**INSTRUCTION 1**
Rewrite the paragraph of the court order below that begins "In support of the plaintiff's motion" as a shorter summary that keeps its main facts.
**INSTRUCTION 2**
Name every court case cited in the court order below.
**INSTRUCTION 3**
According to the court order below, how long does the movant have to serve a copy of the Order on all appearing parties?

**DOCUMENT TEXT**
— BEGIN —
It is ORDERED that the motion by the plaintiff for an order of reference in this mortgage foreclosure action is denied, with leave to renew upon proper papers, which comply with the requirements set forth in CPLR § 3215(f), including but not limited to an affidavit of merit by a party, as well as proof of proper assignments of the subject mortgage, sufficient to establish the plaintiff's ownership rights and proper standing at the time the action was commenced; and it is further
ORDERED that the movant shall serve a copy of this Order upon all appearing parties, or their attorney(s) if represented by counsel, within twenty (20) days after the date of this Order pursuant to CPLR 2103(b)(1), (2) or (3), and shall thereafter file the affidavit(s) of service with the Clerk of the Court; and it is further
ORDERED that a copy of this Order and proof of service of same shall be annexed as exhibits to any motion to renew.
With regard to the proof necessary on an application for judgment by default, CPLR § 3215(f) states, in relevant part, that “[o]n any application for judgment by default, the applicant shall file proof of service of the summons and the complaint ․ and proof of the facts constituting the claim, the default and the amount due by affidavit made by the party ․ Where a verified complaint has been served, it may be used as the affidavit of the facts constituting the claim and the amount due; in such case, an affidavit as to the default shall be made by the party or the party's attorney.” In a judgment of foreclosure proceeding, an order of reference is simply a preliminary step towards obtaining such a default judgment (Home Sav. of Am., F.A. v. Gkanios, 230 A.D.2d 770, 646 N.Y.S.2d 530 [2d Dept. 1996] ).
In support of the plaintiff's motion, counsel submits an affidavit of purported facts by Andrew Goldberg, who alleges to be the attorney-in-fact for the plaintiff. Mr. Goldberg, however, is not a party to this action and there is no evidence that he is authorized to act on behalf of the plaintiff for purposes of satisfying the proofs required by statute. Without an affidavit by the plaintiff regarding the facts constituting the claim and amounts due or, in the alternative, an affidavit by the plaintiff that its agent has the authority to set forth such facts and amounts due, the statutory requirements of CPLR § 3215(f) are not satisfied. Likewise, without either a proper affidavit by the party or a complaint verified by the party, not merely by an attorney with no personal knowledge, the entry of judgment by default is erroneous (see, Peniston v. Epstein, 10 A.D.3d 450, 780 N.Y.S.2d 916 [2d Dept. 2004]; Grainger v. Wright, 274 A.D.2d 549, 713 N.Y.S.2d 182 [2d Dept. 2000]; Finnegan v. Sheahan, 269 A.D.2d 491, 703 N.Y.S.2d 734 [2d Dept. 2000]; Hazim v. Winter, 234 A.D.2d 422, 651 N.Y.S.2d 149 [2d Dept. 1996]; Mullins v. DiLorenzo, 199 A.D.2d 218, 606 N.Y.S.2d 161 [1st Dept. 1993] ). Therefore, the plaintiff's motion must be denied.
— END —
**EXTRACTED ENTRIES**
— BEGIN —
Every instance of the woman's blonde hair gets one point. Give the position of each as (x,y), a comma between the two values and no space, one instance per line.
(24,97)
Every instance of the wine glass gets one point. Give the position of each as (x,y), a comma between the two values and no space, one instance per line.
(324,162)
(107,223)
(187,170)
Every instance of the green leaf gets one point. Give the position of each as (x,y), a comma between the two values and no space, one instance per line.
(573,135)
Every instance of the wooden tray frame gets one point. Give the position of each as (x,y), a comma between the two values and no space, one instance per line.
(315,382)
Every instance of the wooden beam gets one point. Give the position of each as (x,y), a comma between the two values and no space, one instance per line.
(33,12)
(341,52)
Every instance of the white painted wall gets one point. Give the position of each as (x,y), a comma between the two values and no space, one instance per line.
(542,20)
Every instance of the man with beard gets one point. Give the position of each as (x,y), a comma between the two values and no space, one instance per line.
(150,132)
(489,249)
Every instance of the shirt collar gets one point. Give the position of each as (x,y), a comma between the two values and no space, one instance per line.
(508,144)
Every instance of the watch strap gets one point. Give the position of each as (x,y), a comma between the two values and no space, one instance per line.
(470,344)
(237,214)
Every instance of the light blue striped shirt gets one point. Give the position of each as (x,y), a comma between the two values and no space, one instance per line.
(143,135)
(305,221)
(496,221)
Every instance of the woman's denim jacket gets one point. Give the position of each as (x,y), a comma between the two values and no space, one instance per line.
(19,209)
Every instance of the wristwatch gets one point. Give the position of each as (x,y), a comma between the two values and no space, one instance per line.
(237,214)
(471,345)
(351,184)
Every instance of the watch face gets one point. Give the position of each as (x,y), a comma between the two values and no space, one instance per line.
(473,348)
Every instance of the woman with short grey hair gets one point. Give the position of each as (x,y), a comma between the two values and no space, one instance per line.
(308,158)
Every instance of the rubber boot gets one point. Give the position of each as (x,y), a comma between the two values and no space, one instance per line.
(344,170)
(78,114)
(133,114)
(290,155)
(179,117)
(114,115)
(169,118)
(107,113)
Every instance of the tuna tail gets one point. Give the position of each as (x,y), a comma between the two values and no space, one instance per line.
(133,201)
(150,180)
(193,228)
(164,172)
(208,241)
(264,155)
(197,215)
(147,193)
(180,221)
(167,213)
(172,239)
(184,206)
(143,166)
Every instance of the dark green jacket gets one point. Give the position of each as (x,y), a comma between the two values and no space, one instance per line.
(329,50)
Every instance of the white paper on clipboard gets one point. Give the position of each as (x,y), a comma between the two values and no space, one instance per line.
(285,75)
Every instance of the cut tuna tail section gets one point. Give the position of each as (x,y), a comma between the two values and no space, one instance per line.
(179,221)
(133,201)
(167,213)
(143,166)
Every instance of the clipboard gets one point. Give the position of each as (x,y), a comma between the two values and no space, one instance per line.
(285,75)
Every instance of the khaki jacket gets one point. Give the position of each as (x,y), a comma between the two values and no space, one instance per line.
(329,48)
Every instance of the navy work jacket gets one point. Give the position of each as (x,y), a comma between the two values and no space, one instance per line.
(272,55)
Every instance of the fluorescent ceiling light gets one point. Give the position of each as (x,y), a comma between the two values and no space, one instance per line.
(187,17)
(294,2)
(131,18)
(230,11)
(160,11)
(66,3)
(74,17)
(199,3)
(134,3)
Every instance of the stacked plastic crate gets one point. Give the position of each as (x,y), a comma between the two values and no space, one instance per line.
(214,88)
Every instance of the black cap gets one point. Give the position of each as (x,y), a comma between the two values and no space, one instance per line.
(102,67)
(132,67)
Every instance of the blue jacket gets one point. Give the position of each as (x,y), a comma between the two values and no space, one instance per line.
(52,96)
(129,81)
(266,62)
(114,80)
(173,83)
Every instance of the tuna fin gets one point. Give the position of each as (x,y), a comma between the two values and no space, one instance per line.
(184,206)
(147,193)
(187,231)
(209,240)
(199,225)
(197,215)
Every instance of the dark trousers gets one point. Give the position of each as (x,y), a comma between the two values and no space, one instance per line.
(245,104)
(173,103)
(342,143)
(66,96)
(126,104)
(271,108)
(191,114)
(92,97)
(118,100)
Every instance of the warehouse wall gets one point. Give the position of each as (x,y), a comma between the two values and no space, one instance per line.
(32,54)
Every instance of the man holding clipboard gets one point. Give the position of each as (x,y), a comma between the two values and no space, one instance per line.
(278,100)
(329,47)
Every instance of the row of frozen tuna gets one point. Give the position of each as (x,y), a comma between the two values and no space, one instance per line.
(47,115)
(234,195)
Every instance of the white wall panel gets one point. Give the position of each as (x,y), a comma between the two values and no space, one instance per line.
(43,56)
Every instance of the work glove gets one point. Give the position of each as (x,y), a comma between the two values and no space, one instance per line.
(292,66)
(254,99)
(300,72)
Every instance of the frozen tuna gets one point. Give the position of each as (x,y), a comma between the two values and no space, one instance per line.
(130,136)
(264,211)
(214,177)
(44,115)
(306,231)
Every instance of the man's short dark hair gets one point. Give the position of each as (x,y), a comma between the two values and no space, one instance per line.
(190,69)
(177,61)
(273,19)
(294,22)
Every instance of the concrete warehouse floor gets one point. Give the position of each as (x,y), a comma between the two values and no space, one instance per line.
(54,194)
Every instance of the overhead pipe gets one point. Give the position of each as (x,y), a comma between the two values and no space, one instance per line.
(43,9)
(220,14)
— END —
— BEGIN —
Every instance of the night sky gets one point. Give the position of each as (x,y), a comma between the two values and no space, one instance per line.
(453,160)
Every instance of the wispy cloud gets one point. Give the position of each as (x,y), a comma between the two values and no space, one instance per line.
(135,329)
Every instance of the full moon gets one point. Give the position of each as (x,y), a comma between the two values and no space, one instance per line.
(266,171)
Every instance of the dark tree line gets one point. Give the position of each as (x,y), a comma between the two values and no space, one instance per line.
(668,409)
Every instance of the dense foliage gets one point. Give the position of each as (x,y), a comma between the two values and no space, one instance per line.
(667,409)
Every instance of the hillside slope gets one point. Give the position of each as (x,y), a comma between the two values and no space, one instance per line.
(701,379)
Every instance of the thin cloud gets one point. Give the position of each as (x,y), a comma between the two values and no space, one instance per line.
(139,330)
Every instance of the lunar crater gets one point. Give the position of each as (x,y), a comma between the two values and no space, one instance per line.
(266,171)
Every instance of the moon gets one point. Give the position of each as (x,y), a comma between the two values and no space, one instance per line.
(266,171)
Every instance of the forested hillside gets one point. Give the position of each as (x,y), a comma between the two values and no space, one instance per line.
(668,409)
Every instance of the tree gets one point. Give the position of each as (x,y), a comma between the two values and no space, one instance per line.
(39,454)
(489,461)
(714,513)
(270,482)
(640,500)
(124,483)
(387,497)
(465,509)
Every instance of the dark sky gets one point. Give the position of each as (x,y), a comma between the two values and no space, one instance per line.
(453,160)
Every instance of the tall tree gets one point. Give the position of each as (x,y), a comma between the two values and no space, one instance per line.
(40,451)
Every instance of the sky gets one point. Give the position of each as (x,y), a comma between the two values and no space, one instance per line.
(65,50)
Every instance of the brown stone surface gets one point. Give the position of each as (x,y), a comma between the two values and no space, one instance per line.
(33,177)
— END —
**EXERCISE ANSWER 1**
Counsel supported the plaintiff's motion with an affidavit from Andrew Goldberg, who claims to be the plaintiff's attorney-in-fact. He is not a party, and nothing shows he is authorized to act for the plaintiff to satisfy the statutory proofs. CPLR § 3215(f) is not satisfied without an affidavit by the plaintiff on the facts of the claim and the amounts due, or an affidavit by the plaintiff that its agent has authority to state them. A default judgment is also erroneous without a proper affidavit by the party or a complaint verified by the party rather than by an attorney with no personal knowledge. The motion must therefore be denied.

**EXERCISE ANSWER 2**
- Home Sav. of Am., F.A. v. Gkanios
- Peniston v. Epstein
- Grainger v. Wright
- Finnegan v. Sheahan
- Hazim v. Winter
- Mullins v. DiLorenzo

**EXERCISE ANSWER 3**
Twenty (20) days after the date of the Order.